WHAT YOU NEED TO DO =>
- 1) In the Arcturus funding article below, reproduce the stretch from "Since then, Arcturus" through "the Series A." word for word.
- 2) Please mark each statement about the Arcturus funding article below yes or no, and quote the words from the article that decide it. (a) Arcturus raised $5 million in a Series A round. (b) Tekmira's management disclosed that its HBV drug candidate uses UNA technology. (c) Arcturus bought the UNA intellectual property from Marina Biotech in August.

READING PASSAGE =>
-- -- --

RNAi drugs startup Arcturus Therapeutics this week announced that it has raised $5 million in a Series A round of financing, which comes just months after the company pulled in $1.5 million in seed money.
With the additional funding, Arcturus is now on track to unveil its lead product candidate early next year, with phase I testing beginning as early as 2015, company officials told Gene Silencing News.
Notably, the combination of the Series A funding and milestone payments from Tekmira Pharmaceuticals, which is using Arcturus' unlocked nucleobase analog technology in a hepatitis B drug candidate, is expected to give the nascent firm enough resources to move its first product to market without the need for additional financing or a bigger industry partner, Arcturus President and CEO Joseph Payne said.
Arcturus was founded early this year by Payne and CSO/COO Pad Chivukula, both of whom previously worked for Nitto Denko on that company's phase I siRNA-based fibrosis drug. By June, it had secured the seed money necessary to begin work in earnest to refine its proprietary lipid nanoparticle delivery technology (GSN 6/6/2013).
Looking for RNAi payload technology to go with its delivery vehicles, in August Arcturus announced that it had bought the intellectual property covering UNAs from struggling Marina Biotech (GSN 8/15/2013).
UNAs comprise acyclic ribonucleoside analogs in which the bond between C2' and C3' atoms is broken. The resultant change in sugar structure is designed to make the analogs flexible and reduce the binding affinity of, for example, siRNA strands. The result is a reduction in off-target effects and a boost in potency.
Since then, Arcturus has been conducting in vivo studies with the two technologies and generated data compelling enough to attract the additional investment, both from existing and new investors, in the form of the Series A.
According to Payne, a significant driver of the investor interest was the acquisition of the UNA IP, which not only provides Arcturus with a technology that falls outside of the scope of other companies' patent estates, offering it freedom to operate, but also a revenue stream in the form of Tekmira license payments.
As reported by Gene Silencing News, earlier this month Tekmira revealed that it had added an siRNA-based HBV therapy to its pipeline, and that it was on track to file an investigational new drug application on the agent in 2014 (GSN 10/10/2014).
While Tekmira's management did not disclose that the drug candidate incorporated UNA technology — Tekmira picked up a non-exclusive license to UNAs from Marina in late 2012 (GSN 12/6/2012) — Payne confirmed this week that it does.
As a result, Arcturus is entitled to the milestone payments and royalties Tekmira agreed to provide Marina under their arrangement.
"It's very important for our investors and Arcturus that Tekmira [is] utilizing UNA technology" in its HBV drug, Payne said. "We're expecting substantial revenues [from that license] to begin in 2014 and grow into the millions from then on." Should Tekmira's drug actually reach the market, Arcturus stands to receive "mid-single-digit" royalties on product sales, he said.
"The fact that [we'll be getting] a check to support our efforts is fantastic at such an early age," Payne added.
Alongside a dedicated and "deep-pocketed" investor base, this revenue stream is expected to allow Arcturus to move forward with its drug-development plans without additional dilutive funding and without a partner if necessary, he noted.
Leading those plans is the company's flagship product candidate, which has yet to be publicized but which Payne said is a UNA-modified siRNA molecule designed to treat a rare liver disease with no existing treatment.

-- -- --

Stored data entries
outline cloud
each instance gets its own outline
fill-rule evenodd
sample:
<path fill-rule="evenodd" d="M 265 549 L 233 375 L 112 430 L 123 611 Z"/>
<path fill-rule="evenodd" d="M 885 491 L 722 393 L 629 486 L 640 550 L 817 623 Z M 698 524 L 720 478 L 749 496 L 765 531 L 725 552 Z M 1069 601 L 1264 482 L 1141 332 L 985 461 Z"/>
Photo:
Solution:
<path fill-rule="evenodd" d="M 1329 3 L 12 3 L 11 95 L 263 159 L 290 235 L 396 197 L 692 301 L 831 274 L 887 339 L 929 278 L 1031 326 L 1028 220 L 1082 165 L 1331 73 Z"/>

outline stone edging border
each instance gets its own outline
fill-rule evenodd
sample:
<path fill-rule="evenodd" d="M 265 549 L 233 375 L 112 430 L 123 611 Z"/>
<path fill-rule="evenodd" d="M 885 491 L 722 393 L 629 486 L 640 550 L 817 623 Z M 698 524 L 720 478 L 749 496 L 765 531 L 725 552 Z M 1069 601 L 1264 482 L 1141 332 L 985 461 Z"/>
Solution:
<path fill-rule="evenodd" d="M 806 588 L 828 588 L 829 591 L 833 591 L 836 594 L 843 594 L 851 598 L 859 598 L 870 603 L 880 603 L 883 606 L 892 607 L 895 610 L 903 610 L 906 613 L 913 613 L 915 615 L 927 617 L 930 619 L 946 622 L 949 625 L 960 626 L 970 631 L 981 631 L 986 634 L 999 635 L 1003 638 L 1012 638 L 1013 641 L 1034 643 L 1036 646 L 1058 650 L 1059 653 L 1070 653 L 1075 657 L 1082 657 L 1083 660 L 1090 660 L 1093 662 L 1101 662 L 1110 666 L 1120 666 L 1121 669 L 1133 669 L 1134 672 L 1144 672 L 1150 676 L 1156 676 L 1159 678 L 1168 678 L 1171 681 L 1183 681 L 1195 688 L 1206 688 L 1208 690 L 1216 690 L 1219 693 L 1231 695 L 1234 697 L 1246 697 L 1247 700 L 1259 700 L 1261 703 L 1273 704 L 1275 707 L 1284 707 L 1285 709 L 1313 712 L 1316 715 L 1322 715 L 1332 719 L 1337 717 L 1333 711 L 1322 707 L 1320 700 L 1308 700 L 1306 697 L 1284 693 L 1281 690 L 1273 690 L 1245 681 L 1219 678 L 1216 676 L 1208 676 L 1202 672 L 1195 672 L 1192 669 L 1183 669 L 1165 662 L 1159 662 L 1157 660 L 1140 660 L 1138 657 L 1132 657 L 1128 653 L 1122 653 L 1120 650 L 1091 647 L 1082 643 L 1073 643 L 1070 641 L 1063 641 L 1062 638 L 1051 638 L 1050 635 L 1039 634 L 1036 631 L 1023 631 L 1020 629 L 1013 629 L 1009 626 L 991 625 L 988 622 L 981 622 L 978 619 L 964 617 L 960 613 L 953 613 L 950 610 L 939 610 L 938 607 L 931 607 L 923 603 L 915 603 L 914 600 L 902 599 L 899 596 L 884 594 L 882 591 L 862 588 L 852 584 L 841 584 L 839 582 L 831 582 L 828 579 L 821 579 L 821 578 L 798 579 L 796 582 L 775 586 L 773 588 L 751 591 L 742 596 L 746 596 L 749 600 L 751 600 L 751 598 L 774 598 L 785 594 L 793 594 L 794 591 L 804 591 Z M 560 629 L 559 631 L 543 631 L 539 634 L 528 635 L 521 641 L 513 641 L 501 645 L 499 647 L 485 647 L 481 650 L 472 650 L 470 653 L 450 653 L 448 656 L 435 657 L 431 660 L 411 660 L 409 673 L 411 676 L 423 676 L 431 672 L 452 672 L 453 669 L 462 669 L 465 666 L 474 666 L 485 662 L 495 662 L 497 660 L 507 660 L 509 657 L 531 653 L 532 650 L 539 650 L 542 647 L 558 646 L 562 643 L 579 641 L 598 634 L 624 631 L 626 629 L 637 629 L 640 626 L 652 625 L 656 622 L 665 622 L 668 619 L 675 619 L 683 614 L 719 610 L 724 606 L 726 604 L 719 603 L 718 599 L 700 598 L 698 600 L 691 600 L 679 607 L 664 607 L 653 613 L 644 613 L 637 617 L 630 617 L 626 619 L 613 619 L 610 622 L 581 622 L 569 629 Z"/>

-- -- --

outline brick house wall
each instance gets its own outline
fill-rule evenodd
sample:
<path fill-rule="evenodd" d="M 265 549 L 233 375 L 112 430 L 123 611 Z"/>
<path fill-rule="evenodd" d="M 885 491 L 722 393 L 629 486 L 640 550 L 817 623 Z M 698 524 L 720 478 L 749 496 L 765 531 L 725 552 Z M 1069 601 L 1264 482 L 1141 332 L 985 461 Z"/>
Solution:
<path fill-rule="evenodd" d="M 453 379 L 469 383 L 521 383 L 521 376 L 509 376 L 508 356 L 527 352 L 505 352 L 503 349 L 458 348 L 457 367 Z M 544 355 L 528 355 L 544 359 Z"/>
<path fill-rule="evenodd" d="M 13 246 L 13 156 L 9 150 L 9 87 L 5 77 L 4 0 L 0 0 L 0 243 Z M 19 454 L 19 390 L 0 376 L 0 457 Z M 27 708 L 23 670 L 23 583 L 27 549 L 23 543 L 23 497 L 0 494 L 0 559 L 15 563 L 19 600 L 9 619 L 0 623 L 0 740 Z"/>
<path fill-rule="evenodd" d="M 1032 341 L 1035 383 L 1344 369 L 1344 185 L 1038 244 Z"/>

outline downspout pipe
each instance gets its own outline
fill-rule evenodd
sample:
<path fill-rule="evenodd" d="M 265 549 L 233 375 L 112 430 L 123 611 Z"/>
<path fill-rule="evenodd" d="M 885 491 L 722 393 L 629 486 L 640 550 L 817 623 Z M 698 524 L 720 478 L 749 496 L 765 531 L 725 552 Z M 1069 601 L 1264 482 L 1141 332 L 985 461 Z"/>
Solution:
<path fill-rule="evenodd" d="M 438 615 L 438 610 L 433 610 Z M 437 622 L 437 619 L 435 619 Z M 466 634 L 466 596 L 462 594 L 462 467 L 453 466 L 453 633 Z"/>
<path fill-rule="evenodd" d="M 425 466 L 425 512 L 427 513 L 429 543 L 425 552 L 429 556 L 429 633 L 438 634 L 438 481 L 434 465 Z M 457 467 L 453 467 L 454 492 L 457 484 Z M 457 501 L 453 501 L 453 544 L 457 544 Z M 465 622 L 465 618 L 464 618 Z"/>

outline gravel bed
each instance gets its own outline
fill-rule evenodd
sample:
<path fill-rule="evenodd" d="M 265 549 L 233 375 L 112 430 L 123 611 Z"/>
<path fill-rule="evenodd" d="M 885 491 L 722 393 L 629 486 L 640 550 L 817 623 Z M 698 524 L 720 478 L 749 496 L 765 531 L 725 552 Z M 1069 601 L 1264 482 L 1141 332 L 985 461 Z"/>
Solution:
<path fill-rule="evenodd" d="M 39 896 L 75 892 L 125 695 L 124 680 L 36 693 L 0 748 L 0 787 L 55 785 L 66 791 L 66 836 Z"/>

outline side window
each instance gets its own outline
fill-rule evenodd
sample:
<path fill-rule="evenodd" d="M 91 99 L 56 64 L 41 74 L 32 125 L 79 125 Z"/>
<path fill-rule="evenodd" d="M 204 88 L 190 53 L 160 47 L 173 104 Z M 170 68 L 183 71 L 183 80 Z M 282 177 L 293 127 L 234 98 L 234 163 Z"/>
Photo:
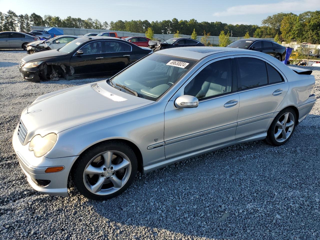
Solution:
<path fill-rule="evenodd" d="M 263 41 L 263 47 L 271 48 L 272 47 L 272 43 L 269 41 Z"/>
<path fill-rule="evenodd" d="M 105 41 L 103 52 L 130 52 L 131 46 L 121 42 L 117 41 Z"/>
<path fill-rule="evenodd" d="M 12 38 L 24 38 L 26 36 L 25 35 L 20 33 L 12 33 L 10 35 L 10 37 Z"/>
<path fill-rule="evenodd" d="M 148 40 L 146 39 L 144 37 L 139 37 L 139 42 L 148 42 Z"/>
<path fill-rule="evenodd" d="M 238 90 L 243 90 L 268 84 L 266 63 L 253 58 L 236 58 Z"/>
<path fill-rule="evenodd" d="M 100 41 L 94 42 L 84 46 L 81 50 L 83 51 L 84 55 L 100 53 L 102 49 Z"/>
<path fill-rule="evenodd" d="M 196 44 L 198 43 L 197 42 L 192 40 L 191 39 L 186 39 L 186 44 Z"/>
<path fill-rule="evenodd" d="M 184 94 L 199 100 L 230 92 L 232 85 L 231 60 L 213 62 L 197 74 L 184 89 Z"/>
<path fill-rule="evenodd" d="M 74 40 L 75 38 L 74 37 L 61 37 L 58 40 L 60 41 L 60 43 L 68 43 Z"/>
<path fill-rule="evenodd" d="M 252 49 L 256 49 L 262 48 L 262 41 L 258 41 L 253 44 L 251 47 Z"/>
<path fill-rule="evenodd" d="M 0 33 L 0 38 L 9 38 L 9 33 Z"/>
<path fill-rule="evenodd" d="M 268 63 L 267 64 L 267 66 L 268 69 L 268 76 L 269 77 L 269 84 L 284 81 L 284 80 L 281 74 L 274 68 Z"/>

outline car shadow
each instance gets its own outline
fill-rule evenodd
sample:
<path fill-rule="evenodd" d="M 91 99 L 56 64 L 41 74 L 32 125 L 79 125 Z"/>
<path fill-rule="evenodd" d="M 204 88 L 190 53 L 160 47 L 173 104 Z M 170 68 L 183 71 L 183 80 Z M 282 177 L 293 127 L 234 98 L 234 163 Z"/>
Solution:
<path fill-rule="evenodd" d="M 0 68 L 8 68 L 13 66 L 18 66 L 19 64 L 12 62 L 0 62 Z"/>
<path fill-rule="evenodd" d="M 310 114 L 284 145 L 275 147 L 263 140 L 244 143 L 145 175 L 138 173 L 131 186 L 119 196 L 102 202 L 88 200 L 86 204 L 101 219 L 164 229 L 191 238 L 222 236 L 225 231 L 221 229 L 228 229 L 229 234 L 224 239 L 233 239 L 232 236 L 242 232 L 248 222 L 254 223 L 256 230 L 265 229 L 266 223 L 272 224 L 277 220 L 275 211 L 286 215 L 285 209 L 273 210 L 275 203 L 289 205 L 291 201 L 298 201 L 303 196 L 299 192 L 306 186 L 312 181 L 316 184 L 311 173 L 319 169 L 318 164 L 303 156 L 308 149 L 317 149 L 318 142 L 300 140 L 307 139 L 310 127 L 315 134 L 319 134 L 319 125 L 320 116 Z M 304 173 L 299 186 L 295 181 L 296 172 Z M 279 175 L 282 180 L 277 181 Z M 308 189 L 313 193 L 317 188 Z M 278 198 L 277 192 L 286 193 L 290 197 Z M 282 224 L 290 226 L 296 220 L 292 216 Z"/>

-- -- --

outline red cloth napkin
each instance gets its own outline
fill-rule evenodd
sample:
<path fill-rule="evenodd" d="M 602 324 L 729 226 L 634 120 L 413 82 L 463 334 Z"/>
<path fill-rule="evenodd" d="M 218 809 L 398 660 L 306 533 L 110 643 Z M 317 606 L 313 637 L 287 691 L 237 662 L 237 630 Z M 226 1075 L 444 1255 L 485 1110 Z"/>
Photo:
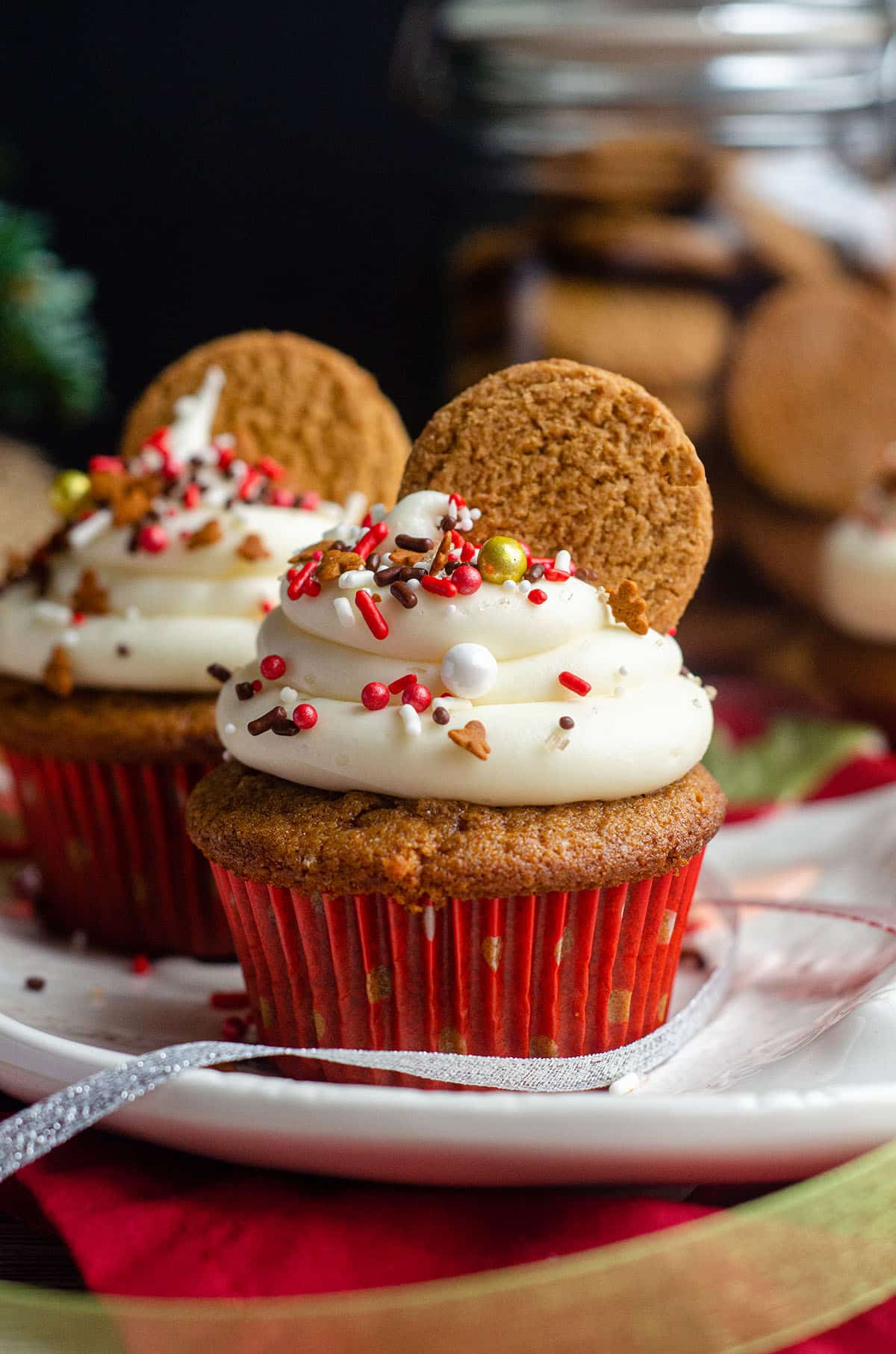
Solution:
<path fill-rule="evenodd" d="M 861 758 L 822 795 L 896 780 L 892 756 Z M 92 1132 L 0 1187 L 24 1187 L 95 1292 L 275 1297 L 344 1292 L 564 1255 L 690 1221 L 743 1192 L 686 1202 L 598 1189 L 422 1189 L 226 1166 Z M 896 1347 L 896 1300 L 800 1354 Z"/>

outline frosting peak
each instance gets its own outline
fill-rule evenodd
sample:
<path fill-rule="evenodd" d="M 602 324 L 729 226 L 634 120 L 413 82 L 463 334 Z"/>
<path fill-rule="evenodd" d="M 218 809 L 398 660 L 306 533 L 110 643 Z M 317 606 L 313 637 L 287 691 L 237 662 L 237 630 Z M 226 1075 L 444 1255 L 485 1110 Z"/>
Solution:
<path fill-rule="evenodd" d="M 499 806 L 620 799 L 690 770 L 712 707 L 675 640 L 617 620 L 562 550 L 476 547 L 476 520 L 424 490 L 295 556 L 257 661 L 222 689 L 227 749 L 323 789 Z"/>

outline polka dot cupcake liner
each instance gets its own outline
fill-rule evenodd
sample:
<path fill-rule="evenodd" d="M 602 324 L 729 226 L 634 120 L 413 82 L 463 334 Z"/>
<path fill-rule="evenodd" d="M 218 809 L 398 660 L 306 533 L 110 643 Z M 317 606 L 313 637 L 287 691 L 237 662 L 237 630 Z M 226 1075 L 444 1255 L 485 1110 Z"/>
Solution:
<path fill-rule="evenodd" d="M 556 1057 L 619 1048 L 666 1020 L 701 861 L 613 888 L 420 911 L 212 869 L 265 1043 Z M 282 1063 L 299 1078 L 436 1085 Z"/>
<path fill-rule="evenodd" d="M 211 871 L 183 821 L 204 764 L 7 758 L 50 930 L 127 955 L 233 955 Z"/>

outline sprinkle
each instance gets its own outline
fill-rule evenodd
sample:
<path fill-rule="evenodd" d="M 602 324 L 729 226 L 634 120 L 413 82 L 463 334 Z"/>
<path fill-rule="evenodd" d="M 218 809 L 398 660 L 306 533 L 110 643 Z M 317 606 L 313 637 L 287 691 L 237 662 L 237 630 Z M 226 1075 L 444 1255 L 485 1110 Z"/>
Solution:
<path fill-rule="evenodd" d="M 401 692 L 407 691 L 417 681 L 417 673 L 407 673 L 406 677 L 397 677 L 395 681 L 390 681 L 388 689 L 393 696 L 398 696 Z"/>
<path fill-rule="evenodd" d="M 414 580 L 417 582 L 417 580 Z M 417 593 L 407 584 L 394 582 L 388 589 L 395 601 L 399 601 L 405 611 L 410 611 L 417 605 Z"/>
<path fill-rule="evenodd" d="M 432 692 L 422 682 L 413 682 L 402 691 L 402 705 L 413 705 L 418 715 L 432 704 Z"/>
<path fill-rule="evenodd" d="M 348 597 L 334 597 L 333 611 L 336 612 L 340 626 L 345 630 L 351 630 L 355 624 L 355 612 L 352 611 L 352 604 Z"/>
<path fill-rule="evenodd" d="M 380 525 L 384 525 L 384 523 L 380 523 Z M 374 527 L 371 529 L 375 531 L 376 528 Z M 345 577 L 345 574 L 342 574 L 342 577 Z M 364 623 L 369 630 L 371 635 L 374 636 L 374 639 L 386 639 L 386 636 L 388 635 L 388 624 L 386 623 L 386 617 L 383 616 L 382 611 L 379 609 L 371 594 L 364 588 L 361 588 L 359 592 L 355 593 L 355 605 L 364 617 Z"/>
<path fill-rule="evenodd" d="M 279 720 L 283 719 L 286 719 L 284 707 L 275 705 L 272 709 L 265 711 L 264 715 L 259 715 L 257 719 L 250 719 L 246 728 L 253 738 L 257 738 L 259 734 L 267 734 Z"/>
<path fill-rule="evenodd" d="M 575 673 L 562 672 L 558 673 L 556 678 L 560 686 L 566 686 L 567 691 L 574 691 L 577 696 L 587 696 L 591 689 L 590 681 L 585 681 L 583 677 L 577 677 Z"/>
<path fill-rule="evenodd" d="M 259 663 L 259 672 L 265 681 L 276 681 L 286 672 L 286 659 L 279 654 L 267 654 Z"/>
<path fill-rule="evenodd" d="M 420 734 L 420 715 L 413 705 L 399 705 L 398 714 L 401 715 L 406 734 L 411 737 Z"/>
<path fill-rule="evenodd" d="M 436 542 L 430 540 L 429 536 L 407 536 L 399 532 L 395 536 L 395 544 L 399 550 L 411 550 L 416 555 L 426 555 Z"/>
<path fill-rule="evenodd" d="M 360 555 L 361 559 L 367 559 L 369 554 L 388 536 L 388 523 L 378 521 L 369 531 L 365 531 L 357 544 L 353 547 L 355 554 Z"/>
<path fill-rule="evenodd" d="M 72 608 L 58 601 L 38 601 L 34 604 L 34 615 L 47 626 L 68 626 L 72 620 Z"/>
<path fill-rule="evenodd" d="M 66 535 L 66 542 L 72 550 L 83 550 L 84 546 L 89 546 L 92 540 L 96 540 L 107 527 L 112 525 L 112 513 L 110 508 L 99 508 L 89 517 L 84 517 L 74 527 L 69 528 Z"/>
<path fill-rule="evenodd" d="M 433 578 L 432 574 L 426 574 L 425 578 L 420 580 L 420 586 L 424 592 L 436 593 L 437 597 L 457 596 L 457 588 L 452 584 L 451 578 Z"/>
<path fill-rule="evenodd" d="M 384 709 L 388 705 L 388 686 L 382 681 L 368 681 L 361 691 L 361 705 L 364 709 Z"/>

-- -- --

ANSWERS TO THE TASKS =>
- 1)
Since then, Arcturus has been conducting in vivo studies with the two technologies and generated data compelling enough to attract the additional investment, both from existing and new investors, in the form of the Series A.

- 2)
(a) Yes: "it has raised $5 million in a Series A round of financing"
(b) No: "Tekmira's management did not disclose that the drug candidate incorporated UNA technology"
(c) Yes: "in August Arcturus announced that it had bought the intellectual property covering UNAs from struggling Marina Biotech"